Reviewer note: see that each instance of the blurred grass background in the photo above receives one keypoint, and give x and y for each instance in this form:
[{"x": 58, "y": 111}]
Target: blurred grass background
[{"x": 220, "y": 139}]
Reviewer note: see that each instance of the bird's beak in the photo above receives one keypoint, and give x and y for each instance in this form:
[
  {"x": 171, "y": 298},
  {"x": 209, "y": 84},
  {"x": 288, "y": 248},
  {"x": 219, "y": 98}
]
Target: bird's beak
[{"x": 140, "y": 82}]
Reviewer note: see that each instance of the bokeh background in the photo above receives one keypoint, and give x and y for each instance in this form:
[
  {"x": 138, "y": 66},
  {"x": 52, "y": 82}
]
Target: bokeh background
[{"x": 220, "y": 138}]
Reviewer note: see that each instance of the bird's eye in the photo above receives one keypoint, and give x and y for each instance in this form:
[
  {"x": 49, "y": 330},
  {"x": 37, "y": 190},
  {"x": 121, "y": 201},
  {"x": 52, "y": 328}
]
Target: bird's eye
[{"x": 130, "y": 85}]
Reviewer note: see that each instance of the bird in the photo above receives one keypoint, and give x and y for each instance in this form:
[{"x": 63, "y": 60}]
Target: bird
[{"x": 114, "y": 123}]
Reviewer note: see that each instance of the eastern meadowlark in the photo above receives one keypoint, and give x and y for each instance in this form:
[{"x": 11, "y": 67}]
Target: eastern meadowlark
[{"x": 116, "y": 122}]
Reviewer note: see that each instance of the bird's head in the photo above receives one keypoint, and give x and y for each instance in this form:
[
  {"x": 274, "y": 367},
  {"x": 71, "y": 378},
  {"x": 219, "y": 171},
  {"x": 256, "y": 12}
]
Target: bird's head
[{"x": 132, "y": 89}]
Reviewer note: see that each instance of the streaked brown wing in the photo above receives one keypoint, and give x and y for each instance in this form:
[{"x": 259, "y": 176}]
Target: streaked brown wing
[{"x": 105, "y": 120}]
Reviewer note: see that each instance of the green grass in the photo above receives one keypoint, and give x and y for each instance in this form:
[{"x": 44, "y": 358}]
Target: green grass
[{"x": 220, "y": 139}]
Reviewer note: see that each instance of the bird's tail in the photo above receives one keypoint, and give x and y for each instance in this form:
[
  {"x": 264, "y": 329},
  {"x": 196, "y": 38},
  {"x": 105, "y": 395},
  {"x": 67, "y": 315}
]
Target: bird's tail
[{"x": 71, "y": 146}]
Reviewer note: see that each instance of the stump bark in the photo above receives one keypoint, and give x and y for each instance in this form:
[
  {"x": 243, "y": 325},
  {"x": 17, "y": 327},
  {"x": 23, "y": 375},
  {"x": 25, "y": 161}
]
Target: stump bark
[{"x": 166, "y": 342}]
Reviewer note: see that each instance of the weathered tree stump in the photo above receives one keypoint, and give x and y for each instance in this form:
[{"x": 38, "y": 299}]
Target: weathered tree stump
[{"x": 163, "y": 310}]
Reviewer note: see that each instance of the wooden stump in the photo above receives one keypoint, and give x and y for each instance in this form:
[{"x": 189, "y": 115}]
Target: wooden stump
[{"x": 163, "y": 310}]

——

:: Problem requirements ::
Transcribe all of the data exactly, leaving no line out.

:: Reply ::
Reviewer note: see that each instance of the blurred grass background in the photo above receives one keypoint, and give x and y for each instance in this form:
[{"x": 58, "y": 111}]
Target: blurred grass background
[{"x": 220, "y": 139}]
Reviewer note: see that each instance of the bird's beak in the photo above receives one keypoint, and give x and y for each instance in this form:
[
  {"x": 171, "y": 298},
  {"x": 209, "y": 84},
  {"x": 288, "y": 248},
  {"x": 219, "y": 98}
]
Target: bird's beak
[{"x": 140, "y": 82}]
Reviewer note: see that each instance of the bokeh background in the photo above receives one keypoint, and give x and y for each instance in this form:
[
  {"x": 138, "y": 66},
  {"x": 52, "y": 82}
]
Target: bokeh background
[{"x": 220, "y": 138}]
Reviewer note: see that each instance of the bird's eye in the photo above receives one keypoint, and give x and y for each instance in this form:
[
  {"x": 49, "y": 330},
  {"x": 37, "y": 190},
  {"x": 121, "y": 201},
  {"x": 52, "y": 328}
]
Target: bird's eye
[{"x": 130, "y": 85}]
Reviewer note: see that each instance of the bird in the photo above receives one keypoint, and give x and y for each instance in this form:
[{"x": 63, "y": 60}]
Target: bird
[{"x": 114, "y": 123}]
Reviewer note: see that each instance of the eastern meadowlark in the photo above receives one keypoint, and give x and y for each instance in this form:
[{"x": 11, "y": 67}]
Target: eastern meadowlark
[{"x": 116, "y": 122}]
Reviewer note: see that each instance of the bird's head in the photo above receives one keypoint, and give x and y for each instance in this form:
[
  {"x": 274, "y": 367},
  {"x": 71, "y": 378},
  {"x": 219, "y": 171},
  {"x": 256, "y": 12}
]
Target: bird's head
[{"x": 132, "y": 89}]
Reviewer note: see that each instance of the streaked brown wing in the photo above receives one keypoint, and give x and y for each instance in this form:
[{"x": 259, "y": 176}]
Target: streaked brown wing
[{"x": 105, "y": 120}]
Reviewer note: see that each instance of the green grass in the photo above receives one keypoint, and give x and y for each instance in this form:
[{"x": 44, "y": 358}]
Target: green grass
[{"x": 220, "y": 139}]
Reviewer note: see that each instance of the bird's tail in the photo above receives one keypoint, and give x and y for each instance in this form:
[
  {"x": 264, "y": 329},
  {"x": 196, "y": 38},
  {"x": 105, "y": 395},
  {"x": 67, "y": 315}
]
Target: bird's tail
[{"x": 71, "y": 146}]
Reviewer note: see that each instance of the stump bark in the photo above receives one keypoint, and give x and y for each instance in this form:
[
  {"x": 243, "y": 325},
  {"x": 17, "y": 327},
  {"x": 23, "y": 375},
  {"x": 25, "y": 161}
]
Target: stump bark
[{"x": 166, "y": 342}]
Reviewer note: see that each instance of the weathered tree stump in the photo above receives one keypoint, and give x and y for each instance in this form:
[{"x": 38, "y": 299}]
Target: weathered tree stump
[{"x": 163, "y": 310}]
Reviewer note: see that each instance of the wooden stump in the photo above receives one keypoint, and give x and y for each instance in this form:
[{"x": 189, "y": 115}]
Target: wooden stump
[{"x": 163, "y": 310}]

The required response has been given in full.